*** Records for this exercise

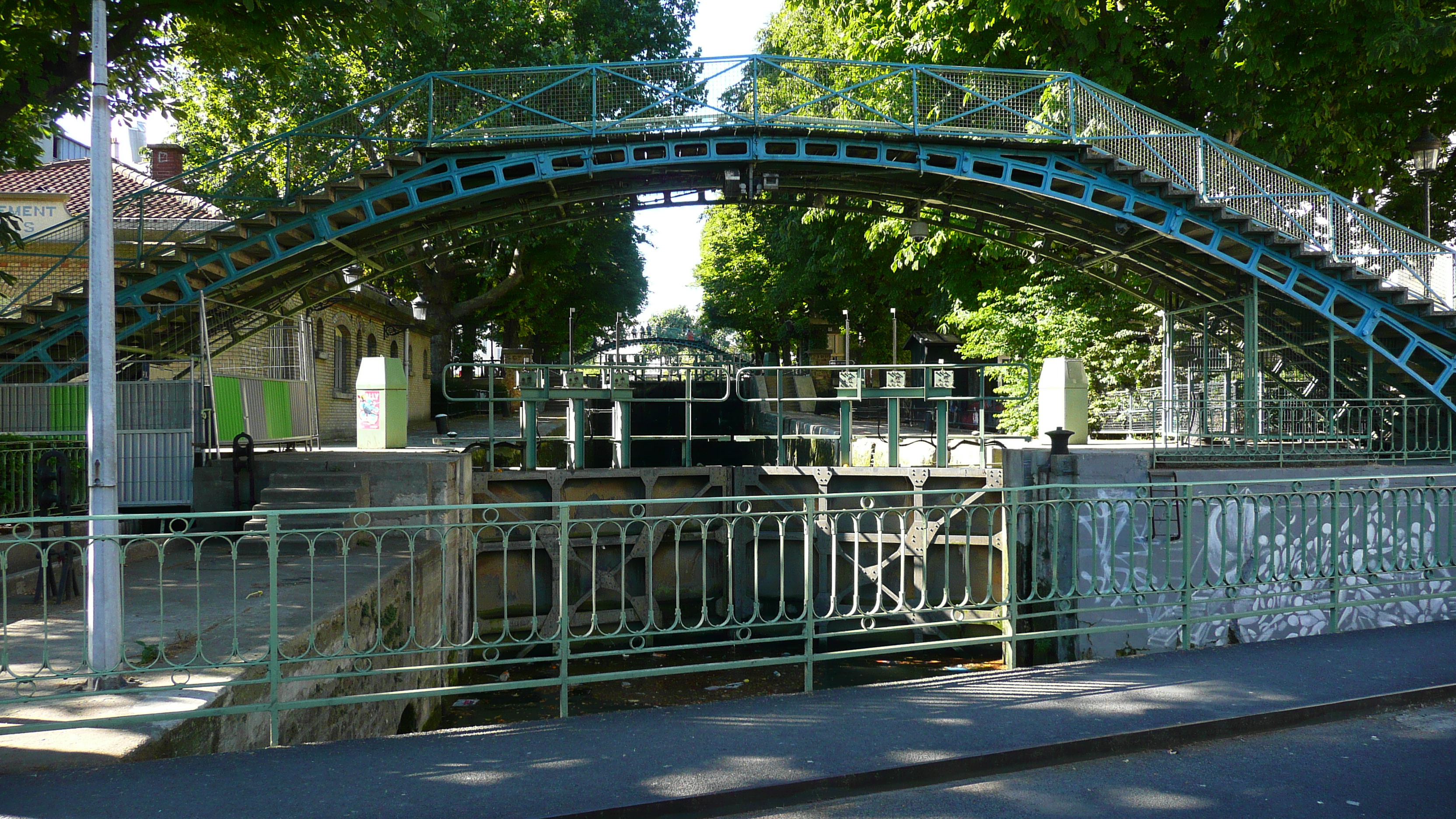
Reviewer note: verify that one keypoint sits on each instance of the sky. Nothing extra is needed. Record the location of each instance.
(724, 28)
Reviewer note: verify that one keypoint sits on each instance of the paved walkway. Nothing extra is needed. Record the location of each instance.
(906, 732)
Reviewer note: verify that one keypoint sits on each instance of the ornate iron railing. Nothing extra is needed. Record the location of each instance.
(760, 92)
(395, 604)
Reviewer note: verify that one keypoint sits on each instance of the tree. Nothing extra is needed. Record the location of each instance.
(1330, 89)
(46, 53)
(469, 282)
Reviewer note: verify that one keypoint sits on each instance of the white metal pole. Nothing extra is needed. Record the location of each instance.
(104, 567)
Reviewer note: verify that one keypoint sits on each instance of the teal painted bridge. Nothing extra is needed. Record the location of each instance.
(1136, 199)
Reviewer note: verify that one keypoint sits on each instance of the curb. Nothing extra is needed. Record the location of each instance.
(900, 777)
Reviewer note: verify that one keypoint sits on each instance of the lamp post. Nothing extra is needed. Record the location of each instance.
(895, 337)
(1426, 150)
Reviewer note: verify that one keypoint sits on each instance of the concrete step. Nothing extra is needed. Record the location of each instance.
(329, 493)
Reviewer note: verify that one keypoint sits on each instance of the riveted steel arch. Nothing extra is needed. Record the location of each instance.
(480, 186)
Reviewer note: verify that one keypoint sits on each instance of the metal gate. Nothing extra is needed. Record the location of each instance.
(158, 423)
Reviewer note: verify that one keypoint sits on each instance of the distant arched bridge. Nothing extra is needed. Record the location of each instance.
(1136, 199)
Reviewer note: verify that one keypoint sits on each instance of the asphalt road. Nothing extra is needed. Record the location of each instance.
(718, 757)
(1391, 766)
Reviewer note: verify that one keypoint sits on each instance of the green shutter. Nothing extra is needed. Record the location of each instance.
(277, 410)
(69, 409)
(228, 400)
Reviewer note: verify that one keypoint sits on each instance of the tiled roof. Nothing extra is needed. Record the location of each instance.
(74, 178)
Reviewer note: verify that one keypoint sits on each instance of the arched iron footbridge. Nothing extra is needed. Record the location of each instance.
(1133, 197)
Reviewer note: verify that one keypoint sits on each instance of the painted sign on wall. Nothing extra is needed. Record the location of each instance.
(35, 210)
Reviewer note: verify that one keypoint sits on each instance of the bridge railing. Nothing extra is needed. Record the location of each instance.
(760, 92)
(260, 620)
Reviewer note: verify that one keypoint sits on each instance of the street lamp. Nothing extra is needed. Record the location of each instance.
(1426, 150)
(895, 337)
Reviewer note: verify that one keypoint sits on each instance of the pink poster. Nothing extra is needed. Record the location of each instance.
(369, 409)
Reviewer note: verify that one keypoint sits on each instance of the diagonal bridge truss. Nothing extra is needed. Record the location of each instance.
(1144, 202)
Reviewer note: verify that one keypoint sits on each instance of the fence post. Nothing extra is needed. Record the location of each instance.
(1009, 582)
(563, 616)
(808, 594)
(1334, 556)
(274, 665)
(1186, 536)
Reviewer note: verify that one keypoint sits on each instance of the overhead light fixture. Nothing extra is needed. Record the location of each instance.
(1426, 150)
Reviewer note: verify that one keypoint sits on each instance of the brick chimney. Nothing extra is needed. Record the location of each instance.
(167, 161)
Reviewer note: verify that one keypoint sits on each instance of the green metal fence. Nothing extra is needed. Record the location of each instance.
(266, 618)
(19, 467)
(1391, 430)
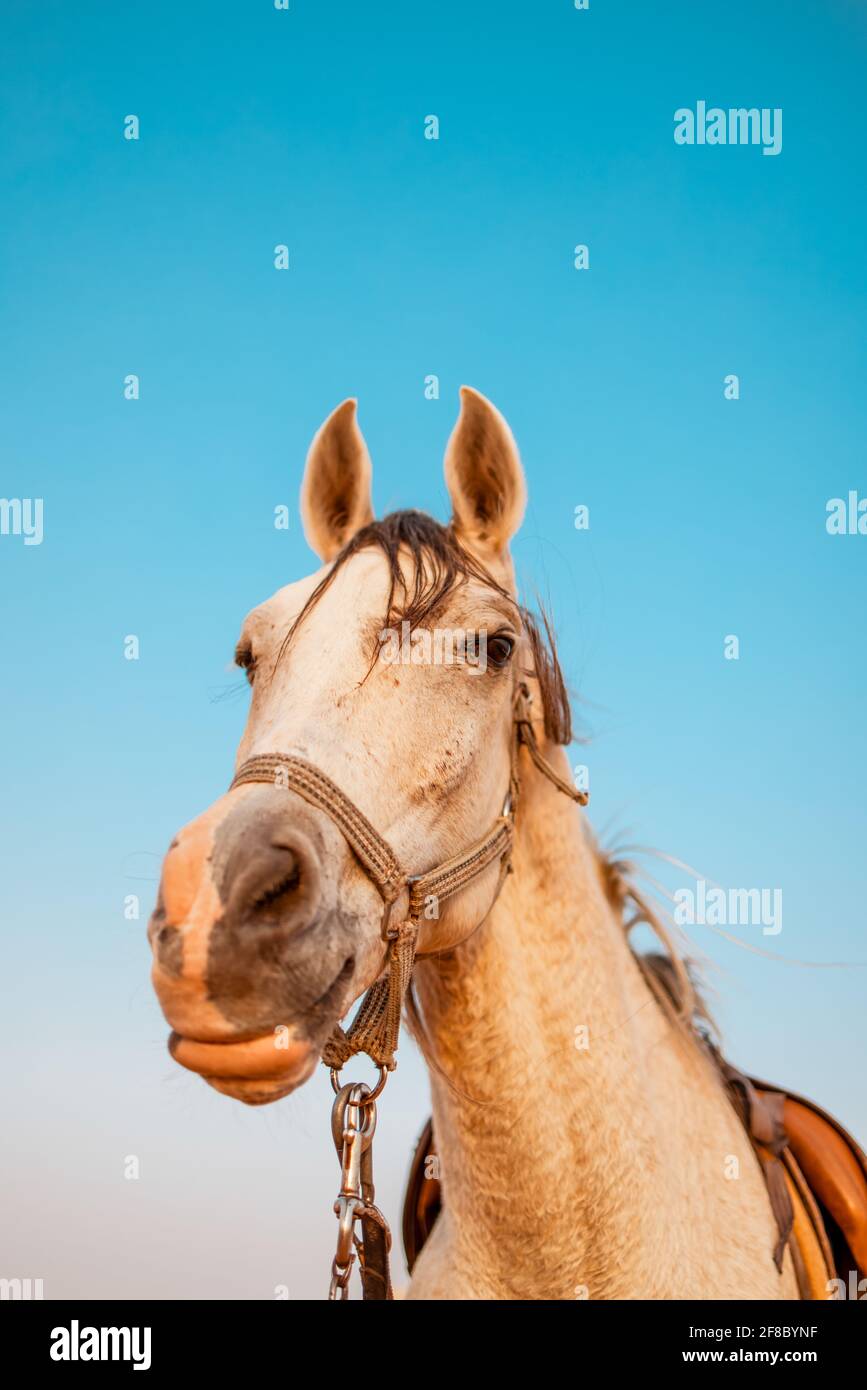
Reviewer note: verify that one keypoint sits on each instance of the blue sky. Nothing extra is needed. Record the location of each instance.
(409, 257)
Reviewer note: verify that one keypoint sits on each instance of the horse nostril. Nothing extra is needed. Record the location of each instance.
(271, 901)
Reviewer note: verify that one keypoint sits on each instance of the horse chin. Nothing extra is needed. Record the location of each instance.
(254, 1070)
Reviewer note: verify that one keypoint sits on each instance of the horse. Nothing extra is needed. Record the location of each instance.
(587, 1139)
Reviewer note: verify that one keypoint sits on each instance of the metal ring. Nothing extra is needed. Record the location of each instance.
(371, 1096)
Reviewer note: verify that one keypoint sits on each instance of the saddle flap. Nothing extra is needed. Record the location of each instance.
(835, 1169)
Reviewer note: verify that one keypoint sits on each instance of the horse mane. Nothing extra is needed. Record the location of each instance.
(673, 979)
(439, 565)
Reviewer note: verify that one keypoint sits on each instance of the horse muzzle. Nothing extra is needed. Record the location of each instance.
(252, 965)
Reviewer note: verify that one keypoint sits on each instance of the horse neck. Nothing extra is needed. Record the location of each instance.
(548, 1123)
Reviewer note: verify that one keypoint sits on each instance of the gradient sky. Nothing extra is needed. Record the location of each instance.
(409, 257)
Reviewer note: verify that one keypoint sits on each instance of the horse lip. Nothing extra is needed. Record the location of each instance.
(267, 1057)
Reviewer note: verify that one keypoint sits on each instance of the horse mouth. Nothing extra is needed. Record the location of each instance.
(256, 1070)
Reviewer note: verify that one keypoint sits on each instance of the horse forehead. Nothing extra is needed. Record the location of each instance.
(360, 585)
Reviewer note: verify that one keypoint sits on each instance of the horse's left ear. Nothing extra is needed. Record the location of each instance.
(336, 487)
(484, 476)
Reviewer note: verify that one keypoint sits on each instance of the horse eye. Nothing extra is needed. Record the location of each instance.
(248, 663)
(499, 649)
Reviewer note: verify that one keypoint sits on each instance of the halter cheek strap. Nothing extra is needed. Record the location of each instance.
(377, 1025)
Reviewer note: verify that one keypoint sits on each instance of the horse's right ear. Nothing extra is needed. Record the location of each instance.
(336, 487)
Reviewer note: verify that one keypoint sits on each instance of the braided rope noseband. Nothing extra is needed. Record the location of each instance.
(377, 1025)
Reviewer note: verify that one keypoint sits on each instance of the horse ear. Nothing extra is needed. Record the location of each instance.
(336, 487)
(484, 476)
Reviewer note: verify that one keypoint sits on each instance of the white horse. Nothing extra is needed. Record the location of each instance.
(602, 1169)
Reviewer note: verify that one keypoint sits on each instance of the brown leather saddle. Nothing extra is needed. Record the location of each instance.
(816, 1175)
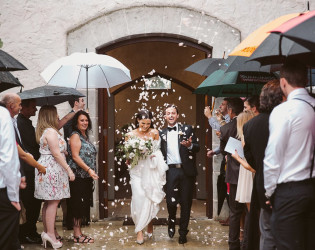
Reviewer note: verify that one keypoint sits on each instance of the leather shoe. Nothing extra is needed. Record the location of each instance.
(171, 230)
(182, 239)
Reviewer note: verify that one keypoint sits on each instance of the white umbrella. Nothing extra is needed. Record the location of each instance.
(86, 70)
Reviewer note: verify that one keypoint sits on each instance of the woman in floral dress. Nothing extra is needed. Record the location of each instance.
(53, 186)
(83, 163)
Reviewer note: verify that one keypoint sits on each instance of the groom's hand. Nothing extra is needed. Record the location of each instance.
(186, 143)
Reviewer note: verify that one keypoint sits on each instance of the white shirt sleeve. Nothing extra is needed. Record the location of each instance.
(10, 176)
(279, 127)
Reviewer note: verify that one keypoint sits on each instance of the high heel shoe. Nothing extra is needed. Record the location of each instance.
(45, 238)
(140, 242)
(149, 235)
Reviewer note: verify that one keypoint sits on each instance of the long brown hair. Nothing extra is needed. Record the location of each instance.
(242, 118)
(47, 118)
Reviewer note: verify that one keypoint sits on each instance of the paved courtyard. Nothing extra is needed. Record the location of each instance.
(112, 234)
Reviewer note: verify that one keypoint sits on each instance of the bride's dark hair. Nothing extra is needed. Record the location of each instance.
(144, 114)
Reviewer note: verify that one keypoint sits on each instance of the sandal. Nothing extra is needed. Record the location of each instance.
(59, 238)
(86, 239)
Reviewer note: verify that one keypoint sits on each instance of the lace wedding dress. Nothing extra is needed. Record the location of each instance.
(147, 179)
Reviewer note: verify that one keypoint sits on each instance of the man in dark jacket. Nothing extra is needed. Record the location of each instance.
(178, 146)
(28, 231)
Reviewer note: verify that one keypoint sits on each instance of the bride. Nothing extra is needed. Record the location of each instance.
(147, 177)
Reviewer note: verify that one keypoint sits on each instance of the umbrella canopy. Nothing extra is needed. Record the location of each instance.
(241, 63)
(300, 29)
(205, 67)
(9, 63)
(50, 95)
(7, 81)
(86, 70)
(234, 84)
(276, 49)
(250, 43)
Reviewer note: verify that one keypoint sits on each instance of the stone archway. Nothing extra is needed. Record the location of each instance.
(112, 27)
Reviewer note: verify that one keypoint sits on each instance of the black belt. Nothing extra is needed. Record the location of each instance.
(174, 165)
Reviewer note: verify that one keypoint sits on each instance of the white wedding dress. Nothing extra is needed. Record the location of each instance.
(147, 179)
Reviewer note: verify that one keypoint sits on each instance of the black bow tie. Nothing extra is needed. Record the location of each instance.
(170, 129)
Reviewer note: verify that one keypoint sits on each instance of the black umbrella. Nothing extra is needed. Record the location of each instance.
(206, 67)
(9, 63)
(276, 49)
(7, 81)
(50, 95)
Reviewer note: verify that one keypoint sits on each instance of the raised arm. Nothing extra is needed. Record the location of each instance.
(75, 145)
(65, 119)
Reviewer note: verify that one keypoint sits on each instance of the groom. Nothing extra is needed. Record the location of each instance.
(178, 146)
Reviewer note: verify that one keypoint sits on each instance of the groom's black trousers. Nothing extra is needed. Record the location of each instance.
(179, 189)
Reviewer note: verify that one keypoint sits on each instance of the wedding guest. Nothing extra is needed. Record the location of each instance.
(289, 161)
(28, 231)
(252, 104)
(53, 186)
(179, 146)
(76, 105)
(9, 183)
(235, 107)
(245, 177)
(147, 175)
(256, 134)
(82, 161)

******

Work to be completed
Repeat exactly the lines starting at the line with "of the wedding" and ending with the final line of the entries. Include nothing else.

Your response
Reviewer note: verify that one keypoint sits on each instance of the wedding guest. Nothing extra is needed. Record the location of each instance.
(289, 161)
(28, 231)
(252, 104)
(53, 186)
(179, 146)
(76, 105)
(9, 183)
(235, 107)
(245, 177)
(147, 175)
(256, 134)
(82, 161)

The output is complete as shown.